INSTRUCTION A ->
Answer these questions from the article on email subdomains, one answer per line, marked the same way:
(i) What example of a subdomain does it give?
(ii) Which two ISPs does it name as leading the way in weighing DMARC?
(iii) Which three things must match for strict alignment?
INSTRUCTION B -> Please extend the article on email subdomains with a few paragraphs that pick up after its last sentence and keep its tone.

Is It Time To Start Sending Your Emails Using a Subdomain?

Domain versus subdomain. What’s the difference? Why should I set up a subdomain if I am already using my company’s top-level domain? Are there any benefits to using a subdomain?

A domain is a unique name that identifies a website (digitalpi.com), while a subdomain is an extension of the domain name that can direct within the hosting account (hub.digitalpi.com).

If you’re on the fence, or really just want to learn more about this hot topic, you’re not alone. We have received a lot of questions about domains and subdomains lately, and many want to know why subdomains always win. For starters, subdomains have the potential to boost your overall email reputation.

Reputation

When it comes to email deliverability, reputation is everything. Sorry to say it folks, reputation did not die when you graduated high school. In fact, your domain and subdomain play a big part in reputation, and this is a deciding factor when it comes to ISPs determining where the email will land (inbox, junk, promotions, etc.).

Let’s create a hypothetical scenario. Your sales team lives by the term “quantity over quality”, and even worse, they may be purchasing lists. You know that to cultivate any relationship with your subscribers, you need to first obtain their permission to send emails and then grow the relationship from there. But, how do you expect to grow a relationship if you can’t even reach the inbox because your domain has been blacklisted due to bad internal practices? Think about it, would you want another department’s emails dictating whether your emails land in the inbox or not?

This is where a subdomain will be your saving grace because other departments’ sending practices will no longer affect your sending infrastructure, due to subdomains having separate reputations. And, over time, your subscribers, and their ISPs will begin to recognize and trust your sending subdomain.

Authentication Policies

One of the four basic steps to the inbox is authentication. Your SPF and DKIM need to be set up properly and they need to be passing. ISPs, with Gmail and Microsoft leading the way, are giving increasing weight to the presence of DMARC when calculating a sender’s reputation.

By moving towards a subdomain, you can set specific authentication policies. Simply put, this means that you can set your own policy for DMARC and focus on strict alignment. Remember, your envelope-from, sending domain, and DKIM domain must all match for strict alignment, otherwise you will look suspicious to ISPs.

Tracking

Using a subdomain rather than your company’s top-level domain will provide easier reputation tracking because it will be separate from other domains and subdomains being used within your company. This is extremely important in email deliverability because this allows you to gauge how many clicks, opens, forwards, etc. there were for a specific campaign. From this vital information, you can continue to tweak and update future campaigns to further increase overall email success.

Keep Calm & Email On

keep calm and email onUsing a top-level domain could be detrimental to your company’s overall productivity. Say for instance one of your emails was sent out with a broken link, which landed your top-level domain on a blacklist, and now all of your company’s emails are bouncing. Your domain cannot send emails (including corporate emails) due to that incident. This will cause quite a headache for your IT team…and the rest of your company.

ENTRIES ->

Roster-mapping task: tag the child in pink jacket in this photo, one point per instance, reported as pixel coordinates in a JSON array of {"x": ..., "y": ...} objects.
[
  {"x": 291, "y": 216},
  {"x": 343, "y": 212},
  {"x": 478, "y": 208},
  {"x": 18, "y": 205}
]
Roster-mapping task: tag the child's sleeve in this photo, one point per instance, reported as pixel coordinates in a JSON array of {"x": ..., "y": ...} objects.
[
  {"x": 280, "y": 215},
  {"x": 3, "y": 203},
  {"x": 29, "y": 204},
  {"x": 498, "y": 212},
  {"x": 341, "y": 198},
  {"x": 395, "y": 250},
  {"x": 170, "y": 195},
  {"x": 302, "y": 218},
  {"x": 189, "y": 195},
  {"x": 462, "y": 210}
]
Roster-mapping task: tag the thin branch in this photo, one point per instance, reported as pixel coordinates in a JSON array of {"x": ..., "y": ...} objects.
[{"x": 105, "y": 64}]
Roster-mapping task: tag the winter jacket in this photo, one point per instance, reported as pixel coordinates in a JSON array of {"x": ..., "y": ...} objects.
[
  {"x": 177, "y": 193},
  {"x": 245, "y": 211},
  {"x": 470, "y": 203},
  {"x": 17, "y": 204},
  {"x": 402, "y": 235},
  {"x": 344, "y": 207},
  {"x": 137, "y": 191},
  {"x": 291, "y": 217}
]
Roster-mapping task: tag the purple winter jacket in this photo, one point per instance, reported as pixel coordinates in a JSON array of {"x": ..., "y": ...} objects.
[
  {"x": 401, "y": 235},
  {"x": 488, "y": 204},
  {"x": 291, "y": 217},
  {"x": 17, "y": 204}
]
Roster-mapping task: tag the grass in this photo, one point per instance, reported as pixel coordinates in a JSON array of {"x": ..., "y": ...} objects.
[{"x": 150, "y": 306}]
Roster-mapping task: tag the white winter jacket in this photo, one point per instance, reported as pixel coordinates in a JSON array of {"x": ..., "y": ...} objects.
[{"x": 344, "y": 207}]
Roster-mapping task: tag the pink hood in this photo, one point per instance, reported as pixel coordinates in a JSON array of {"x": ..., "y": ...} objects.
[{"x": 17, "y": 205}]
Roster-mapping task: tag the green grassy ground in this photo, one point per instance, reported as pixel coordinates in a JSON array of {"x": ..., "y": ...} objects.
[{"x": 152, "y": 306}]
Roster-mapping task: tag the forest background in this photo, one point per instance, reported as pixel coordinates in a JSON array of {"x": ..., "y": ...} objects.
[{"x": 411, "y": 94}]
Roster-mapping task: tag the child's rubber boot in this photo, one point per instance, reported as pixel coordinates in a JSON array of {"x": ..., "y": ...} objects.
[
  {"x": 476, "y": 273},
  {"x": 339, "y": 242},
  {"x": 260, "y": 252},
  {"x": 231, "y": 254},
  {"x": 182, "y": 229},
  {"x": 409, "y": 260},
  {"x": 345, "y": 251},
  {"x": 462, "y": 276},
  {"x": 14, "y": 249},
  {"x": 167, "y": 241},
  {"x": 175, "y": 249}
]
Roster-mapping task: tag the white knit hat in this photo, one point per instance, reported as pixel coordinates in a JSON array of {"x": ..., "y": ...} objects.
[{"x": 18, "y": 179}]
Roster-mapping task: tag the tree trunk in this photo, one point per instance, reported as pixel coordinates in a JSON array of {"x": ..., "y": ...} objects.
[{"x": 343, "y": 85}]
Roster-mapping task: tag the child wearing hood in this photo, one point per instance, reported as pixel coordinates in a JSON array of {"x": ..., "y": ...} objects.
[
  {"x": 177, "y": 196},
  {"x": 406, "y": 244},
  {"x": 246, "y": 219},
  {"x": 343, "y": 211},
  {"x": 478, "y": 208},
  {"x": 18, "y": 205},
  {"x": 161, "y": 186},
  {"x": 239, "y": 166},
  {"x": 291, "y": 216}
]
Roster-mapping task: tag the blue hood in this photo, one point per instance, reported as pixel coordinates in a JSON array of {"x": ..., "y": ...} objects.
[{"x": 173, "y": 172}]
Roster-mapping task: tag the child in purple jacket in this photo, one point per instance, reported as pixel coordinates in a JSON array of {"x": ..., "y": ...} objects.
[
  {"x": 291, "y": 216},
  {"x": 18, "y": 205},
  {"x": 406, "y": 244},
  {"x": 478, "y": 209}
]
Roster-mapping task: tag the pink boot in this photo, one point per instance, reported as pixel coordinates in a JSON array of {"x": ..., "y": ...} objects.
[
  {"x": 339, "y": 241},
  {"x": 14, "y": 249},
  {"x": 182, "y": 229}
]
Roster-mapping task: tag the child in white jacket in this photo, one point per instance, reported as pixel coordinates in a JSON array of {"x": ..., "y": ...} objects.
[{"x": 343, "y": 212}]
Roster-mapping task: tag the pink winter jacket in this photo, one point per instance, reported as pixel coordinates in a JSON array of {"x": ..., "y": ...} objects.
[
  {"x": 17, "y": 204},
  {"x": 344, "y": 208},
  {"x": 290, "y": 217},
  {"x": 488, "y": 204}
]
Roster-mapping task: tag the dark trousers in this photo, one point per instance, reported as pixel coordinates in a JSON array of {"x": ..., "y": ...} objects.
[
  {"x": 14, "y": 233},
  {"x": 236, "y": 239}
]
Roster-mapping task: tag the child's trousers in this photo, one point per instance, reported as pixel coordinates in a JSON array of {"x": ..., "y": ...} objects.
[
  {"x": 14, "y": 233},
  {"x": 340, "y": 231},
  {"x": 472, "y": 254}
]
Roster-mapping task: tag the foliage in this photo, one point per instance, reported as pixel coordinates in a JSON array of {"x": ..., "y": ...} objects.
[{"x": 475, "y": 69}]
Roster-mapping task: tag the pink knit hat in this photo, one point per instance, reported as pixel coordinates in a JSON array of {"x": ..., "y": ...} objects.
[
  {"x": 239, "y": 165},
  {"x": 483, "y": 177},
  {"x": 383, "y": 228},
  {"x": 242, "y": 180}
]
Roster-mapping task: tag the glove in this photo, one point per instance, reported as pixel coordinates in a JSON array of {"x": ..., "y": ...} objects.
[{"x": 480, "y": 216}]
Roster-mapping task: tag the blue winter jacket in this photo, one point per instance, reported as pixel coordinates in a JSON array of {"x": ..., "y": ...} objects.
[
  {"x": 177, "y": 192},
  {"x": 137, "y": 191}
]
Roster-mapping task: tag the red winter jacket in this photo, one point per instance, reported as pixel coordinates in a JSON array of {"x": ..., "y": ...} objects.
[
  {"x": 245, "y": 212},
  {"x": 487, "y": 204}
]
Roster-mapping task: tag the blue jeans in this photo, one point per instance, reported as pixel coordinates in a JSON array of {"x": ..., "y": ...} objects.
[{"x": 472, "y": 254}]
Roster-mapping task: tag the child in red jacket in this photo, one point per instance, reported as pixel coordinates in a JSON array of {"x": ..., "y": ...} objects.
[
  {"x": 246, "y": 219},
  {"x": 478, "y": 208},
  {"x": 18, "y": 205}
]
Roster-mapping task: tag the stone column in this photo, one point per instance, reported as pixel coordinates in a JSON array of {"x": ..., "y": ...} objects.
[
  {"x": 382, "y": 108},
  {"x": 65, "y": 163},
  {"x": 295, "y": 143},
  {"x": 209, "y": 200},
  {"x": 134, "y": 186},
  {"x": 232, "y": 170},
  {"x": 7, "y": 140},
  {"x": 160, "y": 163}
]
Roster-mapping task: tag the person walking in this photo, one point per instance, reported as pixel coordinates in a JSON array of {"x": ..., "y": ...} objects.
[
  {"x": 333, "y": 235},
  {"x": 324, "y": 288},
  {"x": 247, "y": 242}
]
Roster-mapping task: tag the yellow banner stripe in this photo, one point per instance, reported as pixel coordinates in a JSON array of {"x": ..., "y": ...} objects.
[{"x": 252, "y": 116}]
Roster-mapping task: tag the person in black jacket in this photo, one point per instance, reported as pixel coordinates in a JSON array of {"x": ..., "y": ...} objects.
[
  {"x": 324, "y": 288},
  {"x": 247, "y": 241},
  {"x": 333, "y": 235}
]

EXERCISE RESPONSE A ->
(i) hub.digitalpi.com
(ii) Gmail and Microsoft
(iii) The envelope-from, the sending domain, and the DKIM domain

EXERCISE RESPONSE B ->
So, the next time you and your team are strategizing about whether a subdomain is best for your sending infrastructure, just remember, by using a subdomain, you control your reputation, along with authentication policies. And, by using a subdomain, tracking becomes a lot easier.

Questions that Marketo folks struggle with:

Should they purchase a dedicated IP to build out the subdomain’s reputation even if they are small?

A dedicated IP for a low-volume sender could actually hurt someone’s deliverability as they will never be able to establish a reputation. I normally recommend around 500,000 sends per month to have a dedicated IP.

I do have 1 client on Marketo that sends out 100,000 emails a month (all B2B) on a dedicated IP. The only reason is that they are an international sender and the majority of the networks they send to required a dedicated IP to whitelist.

Agree on the subdomain reputation too. Gmail/Google Apps, along with others are now looking at the subdomain to determine reputation. Each mail stream and sending platform should use a different subdomain when sending out email or else you could “cross contaminate” the reputation.

When it comes to using a third party like Marketo on a shared server, how do we get affected if someone else on the same server has bad email practices?

Shared IP pools can be problematic if not managed properly. If you have a client on a shared IP pool, other senders on that pool will affect your deliverability. If a sender on the shared IP pool land on a blacklist, that affects all others on that pool. Not to mention if an ISP or network blocks the IP, mail traffic is affected for all senders. Keeping an eye out for blocks, soft bounces, blacklists, etc. can help catch these issues quicker.

It is very important to ask any email service provider about the other senders on the shared IP pool, like:

  • How many other senders are on the shared IP pool?
  • What is the typical daily, monthly volume on the shared IP pool?
  • How many IPs are in the shared IP pool?
  • What categories or lines of business comprise the shared IP pool?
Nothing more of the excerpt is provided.